Enunciado: Transcreva sem nenhuma alteração o trecho das entradas que começa na linha que contém "segment: lion's face" e termina na linha que contém "197 89 L 168", incluindo essas duas linhas.

Entradas de dados:
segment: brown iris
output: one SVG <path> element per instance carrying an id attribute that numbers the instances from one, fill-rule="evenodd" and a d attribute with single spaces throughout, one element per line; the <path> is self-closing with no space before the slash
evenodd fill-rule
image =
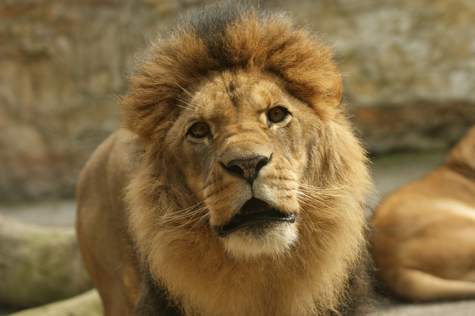
<path id="1" fill-rule="evenodd" d="M 204 123 L 196 123 L 191 127 L 191 133 L 197 137 L 204 137 L 208 135 L 209 127 Z"/>
<path id="2" fill-rule="evenodd" d="M 285 111 L 280 106 L 273 107 L 269 111 L 267 116 L 272 122 L 280 122 L 285 118 Z"/>

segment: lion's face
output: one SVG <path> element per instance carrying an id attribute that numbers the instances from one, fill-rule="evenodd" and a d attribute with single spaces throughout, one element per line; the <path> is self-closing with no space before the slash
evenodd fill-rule
<path id="1" fill-rule="evenodd" d="M 197 89 L 168 134 L 190 193 L 216 238 L 236 256 L 275 253 L 297 239 L 305 126 L 317 119 L 283 84 L 226 72 Z M 196 208 L 190 211 L 196 211 Z"/>

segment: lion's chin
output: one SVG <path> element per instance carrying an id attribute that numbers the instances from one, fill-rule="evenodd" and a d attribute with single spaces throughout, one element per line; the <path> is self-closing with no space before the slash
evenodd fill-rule
<path id="1" fill-rule="evenodd" d="M 295 223 L 270 222 L 257 230 L 241 229 L 221 239 L 233 256 L 250 259 L 285 253 L 296 245 L 298 234 Z"/>

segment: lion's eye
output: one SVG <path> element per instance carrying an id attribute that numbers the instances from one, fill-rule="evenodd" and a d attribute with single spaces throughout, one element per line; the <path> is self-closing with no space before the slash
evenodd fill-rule
<path id="1" fill-rule="evenodd" d="M 276 106 L 271 109 L 267 114 L 269 119 L 272 122 L 280 122 L 287 116 L 287 111 L 284 108 Z"/>
<path id="2" fill-rule="evenodd" d="M 204 123 L 196 123 L 190 129 L 193 134 L 197 137 L 204 137 L 208 135 L 209 127 Z"/>

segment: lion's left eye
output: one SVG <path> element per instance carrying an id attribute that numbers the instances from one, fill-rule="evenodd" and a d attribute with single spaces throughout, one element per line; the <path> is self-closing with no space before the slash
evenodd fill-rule
<path id="1" fill-rule="evenodd" d="M 274 122 L 282 121 L 287 116 L 287 110 L 281 106 L 273 107 L 267 113 L 269 119 Z"/>

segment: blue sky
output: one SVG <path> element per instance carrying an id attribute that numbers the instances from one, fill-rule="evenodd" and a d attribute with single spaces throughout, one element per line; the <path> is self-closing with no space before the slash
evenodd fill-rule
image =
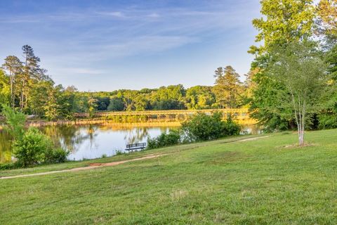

Resposta completa:
segment: lion's face
output: one SVG <path> element per instance carrying an id attribute that numbers the instances from one, fill-rule="evenodd" and a d attribute with single spaces throughout, one element per line; the <path> is self-closing with no space before the slash
evenodd fill-rule
<path id="1" fill-rule="evenodd" d="M 197 89 L 168 134 L 190 193 L 216 238 L 236 256 L 275 253 L 297 239 L 305 126 L 317 119 L 283 84 L 226 72 Z M 196 208 L 190 211 L 196 211 Z"/>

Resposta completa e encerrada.